-- Start Data for the task --
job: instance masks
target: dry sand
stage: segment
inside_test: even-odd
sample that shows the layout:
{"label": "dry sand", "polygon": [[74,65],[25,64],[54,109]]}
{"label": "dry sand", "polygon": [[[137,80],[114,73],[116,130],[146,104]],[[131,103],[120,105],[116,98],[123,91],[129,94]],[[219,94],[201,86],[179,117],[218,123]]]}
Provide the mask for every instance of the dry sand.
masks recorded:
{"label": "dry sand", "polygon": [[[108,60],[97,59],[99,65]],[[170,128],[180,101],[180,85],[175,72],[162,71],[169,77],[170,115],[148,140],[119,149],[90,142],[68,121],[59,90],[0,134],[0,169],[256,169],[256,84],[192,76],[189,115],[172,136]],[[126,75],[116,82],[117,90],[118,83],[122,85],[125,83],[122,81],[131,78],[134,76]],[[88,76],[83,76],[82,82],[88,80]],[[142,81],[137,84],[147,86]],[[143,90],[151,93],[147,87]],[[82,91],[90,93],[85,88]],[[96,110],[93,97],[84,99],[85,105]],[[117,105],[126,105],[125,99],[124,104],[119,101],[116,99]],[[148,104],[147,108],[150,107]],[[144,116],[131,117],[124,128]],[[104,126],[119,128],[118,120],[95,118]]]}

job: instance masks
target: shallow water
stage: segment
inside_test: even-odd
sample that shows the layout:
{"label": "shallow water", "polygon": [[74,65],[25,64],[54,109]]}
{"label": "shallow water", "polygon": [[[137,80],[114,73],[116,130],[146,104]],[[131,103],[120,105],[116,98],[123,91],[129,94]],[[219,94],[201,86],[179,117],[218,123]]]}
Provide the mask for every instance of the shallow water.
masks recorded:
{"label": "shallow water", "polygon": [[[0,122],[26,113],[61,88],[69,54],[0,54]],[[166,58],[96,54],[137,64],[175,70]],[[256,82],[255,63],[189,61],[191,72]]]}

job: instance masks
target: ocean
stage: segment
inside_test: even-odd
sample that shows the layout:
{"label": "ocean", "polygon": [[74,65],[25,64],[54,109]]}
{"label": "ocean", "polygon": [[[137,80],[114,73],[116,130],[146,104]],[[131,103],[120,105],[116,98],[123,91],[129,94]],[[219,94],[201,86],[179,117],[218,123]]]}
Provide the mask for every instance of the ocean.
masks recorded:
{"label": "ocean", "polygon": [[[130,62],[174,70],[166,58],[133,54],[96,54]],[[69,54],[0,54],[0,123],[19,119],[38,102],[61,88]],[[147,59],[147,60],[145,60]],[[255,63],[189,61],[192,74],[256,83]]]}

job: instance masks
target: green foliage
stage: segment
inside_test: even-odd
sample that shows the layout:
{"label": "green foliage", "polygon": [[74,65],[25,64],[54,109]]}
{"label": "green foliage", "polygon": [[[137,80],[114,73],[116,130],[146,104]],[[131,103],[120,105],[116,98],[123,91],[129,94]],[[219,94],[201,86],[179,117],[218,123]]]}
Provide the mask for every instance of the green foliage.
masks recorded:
-- End Data for the task --
Goal:
Type out all of the material again, word for word.

In response:
job: instance masks
target: dry sand
stage: segment
inside_test: even-odd
sample that shows the layout:
{"label": "dry sand", "polygon": [[74,65],[25,64],[54,109]]}
{"label": "dry sand", "polygon": [[[137,80],[114,73],[116,130],[146,104]],[[131,103],[120,105],[116,98],[123,91],[129,94]],[[219,94],[201,86],[179,117],[218,123]]]}
Provide the mask for every instance of the dry sand.
masks recorded:
{"label": "dry sand", "polygon": [[[108,60],[97,59],[99,65]],[[170,128],[180,101],[180,85],[175,72],[162,71],[169,77],[170,115],[148,140],[119,149],[90,142],[68,121],[59,90],[0,134],[0,169],[256,169],[256,84],[192,76],[189,115],[172,136]],[[126,75],[116,82],[117,90],[118,83],[122,85],[125,83],[122,81],[131,78],[134,76]],[[88,76],[83,76],[82,82],[88,80]],[[142,81],[137,84],[147,86]],[[143,90],[151,93],[147,87]],[[82,91],[90,93],[85,88]],[[96,110],[93,97],[84,99],[85,105]],[[117,105],[126,105],[125,99],[124,104],[119,101],[116,99]],[[148,104],[147,108],[150,107]],[[144,116],[131,117],[124,128]],[[104,126],[119,128],[118,120],[95,118]]]}

job: instance masks
target: shallow water
stage: segment
inside_test: even-odd
sample that shows the layout:
{"label": "shallow water", "polygon": [[74,65],[25,64],[54,109]]}
{"label": "shallow water", "polygon": [[[137,80],[114,73],[116,130],[146,104]],[[131,103],[120,105],[116,98],[123,91],[129,94]],[[219,94],[201,86],[179,117],[218,123]]]}
Provide the mask for every instance of the shallow water.
masks recorded:
{"label": "shallow water", "polygon": [[[0,122],[26,113],[61,88],[69,54],[0,54]],[[166,58],[96,54],[137,64],[175,70]],[[256,82],[255,63],[189,61],[191,72]]]}

job: instance masks
target: ocean
stage: segment
inside_test: even-odd
sample that shows the layout:
{"label": "ocean", "polygon": [[74,65],[25,64],[54,109]]}
{"label": "ocean", "polygon": [[[137,80],[114,73],[116,130],[146,104]],[[131,103],[120,105],[116,98],[123,91],[129,94]],[[219,94],[201,86],[179,117],[218,123]]]}
Provide the mask for every instance of the ocean.
masks recorded:
{"label": "ocean", "polygon": [[[130,62],[174,70],[166,58],[133,54],[96,54]],[[69,54],[0,54],[0,123],[19,119],[38,102],[61,88]],[[147,59],[147,60],[145,60]],[[255,63],[189,61],[192,74],[256,83]]]}

job: instance masks
target: green foliage
stage: segment
inside_test: even-odd
sample that shows the layout:
{"label": "green foliage", "polygon": [[74,65],[25,64],[54,109]]}
{"label": "green foliage", "polygon": [[[137,80],[114,73],[116,130],[146,104]],[[131,103],[120,105],[116,98],[123,91],[129,94]],[[219,94],[201,86],[179,117],[218,123]]]}
Provide the mask for every instance of the green foliage.
masks recorded:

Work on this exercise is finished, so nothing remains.